» YOUR GOAL:
Gather every line in the rows below that contains the string "horse", and copy each one unchanged.

**** DATA LINES

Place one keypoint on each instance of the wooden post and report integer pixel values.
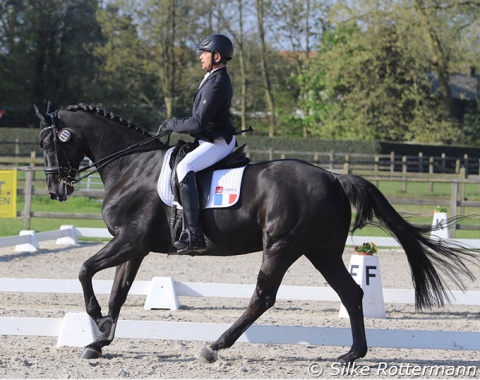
(28, 191)
(453, 208)
(28, 198)
(463, 175)
(420, 162)
(431, 170)
(17, 147)
(270, 154)
(465, 165)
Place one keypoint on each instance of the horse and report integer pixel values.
(287, 208)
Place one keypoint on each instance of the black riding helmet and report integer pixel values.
(218, 43)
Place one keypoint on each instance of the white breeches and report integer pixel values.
(205, 155)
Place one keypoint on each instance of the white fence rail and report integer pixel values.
(163, 292)
(77, 329)
(27, 241)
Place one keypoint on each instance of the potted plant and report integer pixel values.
(366, 249)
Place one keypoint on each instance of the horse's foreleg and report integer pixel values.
(268, 282)
(351, 295)
(124, 277)
(113, 254)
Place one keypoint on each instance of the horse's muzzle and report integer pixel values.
(61, 192)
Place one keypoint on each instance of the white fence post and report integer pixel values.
(32, 246)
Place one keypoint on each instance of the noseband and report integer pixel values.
(68, 174)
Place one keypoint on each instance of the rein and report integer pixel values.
(114, 156)
(72, 176)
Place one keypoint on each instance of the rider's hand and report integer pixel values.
(165, 127)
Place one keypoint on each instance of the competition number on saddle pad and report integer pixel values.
(224, 188)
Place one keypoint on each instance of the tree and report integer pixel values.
(260, 8)
(372, 77)
(44, 53)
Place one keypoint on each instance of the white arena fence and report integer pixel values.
(28, 240)
(77, 329)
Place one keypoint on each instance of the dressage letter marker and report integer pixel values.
(365, 270)
(440, 225)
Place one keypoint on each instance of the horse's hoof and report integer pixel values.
(208, 355)
(349, 357)
(91, 353)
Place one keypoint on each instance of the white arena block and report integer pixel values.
(162, 294)
(32, 246)
(365, 270)
(78, 330)
(68, 240)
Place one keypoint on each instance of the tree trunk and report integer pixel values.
(243, 74)
(264, 69)
(439, 57)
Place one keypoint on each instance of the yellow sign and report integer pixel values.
(8, 193)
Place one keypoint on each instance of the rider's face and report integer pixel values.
(206, 59)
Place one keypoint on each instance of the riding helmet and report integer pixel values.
(218, 43)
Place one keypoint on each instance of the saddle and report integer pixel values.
(236, 159)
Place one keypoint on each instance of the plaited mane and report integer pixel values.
(109, 116)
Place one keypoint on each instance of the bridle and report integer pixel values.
(68, 174)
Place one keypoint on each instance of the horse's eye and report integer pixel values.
(47, 144)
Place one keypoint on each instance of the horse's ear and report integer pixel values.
(40, 114)
(50, 108)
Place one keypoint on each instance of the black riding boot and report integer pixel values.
(191, 239)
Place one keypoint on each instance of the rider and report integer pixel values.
(212, 127)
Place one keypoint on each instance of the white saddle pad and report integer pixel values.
(224, 189)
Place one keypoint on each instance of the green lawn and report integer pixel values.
(413, 213)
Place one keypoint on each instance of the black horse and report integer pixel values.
(287, 208)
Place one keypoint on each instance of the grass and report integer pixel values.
(413, 213)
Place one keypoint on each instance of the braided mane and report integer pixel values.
(108, 115)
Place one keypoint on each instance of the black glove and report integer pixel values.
(164, 127)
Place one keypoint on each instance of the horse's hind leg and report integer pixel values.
(351, 295)
(268, 281)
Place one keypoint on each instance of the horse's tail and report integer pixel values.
(423, 253)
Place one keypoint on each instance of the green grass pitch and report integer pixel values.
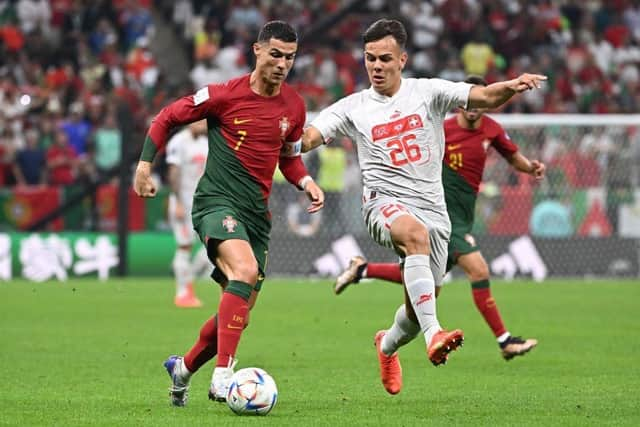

********

» ANSWER TO THIS PROBLEM:
Place one keypoint on each instance of the horse and report integer pixel values.
Place one keypoint on each instance of the horse's foreleg and report integer pixel values.
Place one keypoint on each instance of the horse's muzzle and report integer pixel values.
Place one keypoint on each instance of the horse's hoof and report integer pixel values.
Place one keypoint on each instance of the horse's eye and report integer pixel values.
Place one keypoint on each instance of the horse's ear and report integer pixel values.
Place one keypoint on each instance of the black horse and report integer pixel values.
Place one keypoint on each instance of the horse's hind leg and report integer pixel values.
Place one keypoint on each instance of the horse's tail and report integer pixel values.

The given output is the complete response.